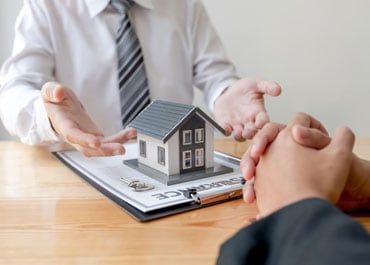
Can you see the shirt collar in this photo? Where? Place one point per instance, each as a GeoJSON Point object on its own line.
{"type": "Point", "coordinates": [97, 6]}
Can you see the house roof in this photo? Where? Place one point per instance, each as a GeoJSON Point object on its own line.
{"type": "Point", "coordinates": [161, 119]}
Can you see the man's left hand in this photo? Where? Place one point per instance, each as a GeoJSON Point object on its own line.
{"type": "Point", "coordinates": [241, 110]}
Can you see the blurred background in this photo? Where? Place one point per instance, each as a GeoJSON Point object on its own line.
{"type": "Point", "coordinates": [318, 50]}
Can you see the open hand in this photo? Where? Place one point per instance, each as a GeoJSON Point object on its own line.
{"type": "Point", "coordinates": [73, 124]}
{"type": "Point", "coordinates": [241, 110]}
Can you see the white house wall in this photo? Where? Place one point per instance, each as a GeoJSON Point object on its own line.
{"type": "Point", "coordinates": [172, 157]}
{"type": "Point", "coordinates": [172, 160]}
{"type": "Point", "coordinates": [209, 145]}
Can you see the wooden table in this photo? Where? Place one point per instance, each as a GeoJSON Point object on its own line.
{"type": "Point", "coordinates": [49, 215]}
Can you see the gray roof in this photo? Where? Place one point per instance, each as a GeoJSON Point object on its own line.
{"type": "Point", "coordinates": [161, 119]}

**What you are asked to do:**
Please rewrite all of the entries above, requests included, multiplying every coordinate in the answers by 1.2 and rounding each result to a whole number, with halves going up. Leave the pictures out of your answer.

**Worked answer:**
Can you see the shirt collar in this photo? Where? Place one point per instance, each as a GeoJSON Point object on its own line.
{"type": "Point", "coordinates": [116, 7]}
Can you see the house roof in this photo? Where? Place one point per instance, each as a GeoJSON Point object on its own line.
{"type": "Point", "coordinates": [193, 143]}
Can you see the man's left hand in this photo? Where? Place one point per instance, each as a GeoJSON Point object on its own line.
{"type": "Point", "coordinates": [289, 132]}
Can you see the blurred background in this photo? Where? Place one point per instance, each as a GeoJSON Point object on its own line.
{"type": "Point", "coordinates": [382, 60]}
Can you see the open hand in this photo? Where? Place one point per instance, each as a GeoJSON Point object on its own line.
{"type": "Point", "coordinates": [88, 149]}
{"type": "Point", "coordinates": [289, 132]}
Can you see the white house wall in this photo? Where? Place one point per instance, each as a GeoJSON Point object on its own line.
{"type": "Point", "coordinates": [206, 188]}
{"type": "Point", "coordinates": [206, 192]}
{"type": "Point", "coordinates": [251, 174]}
Can you see the wooden table in this photo? Where? Place one point per instance, each as a GeoJSON Point object on its own line.
{"type": "Point", "coordinates": [59, 258]}
Can you see the gray roof in this photo? Where? Place one point per instance, each as a GeoJSON Point object on its own line.
{"type": "Point", "coordinates": [193, 143]}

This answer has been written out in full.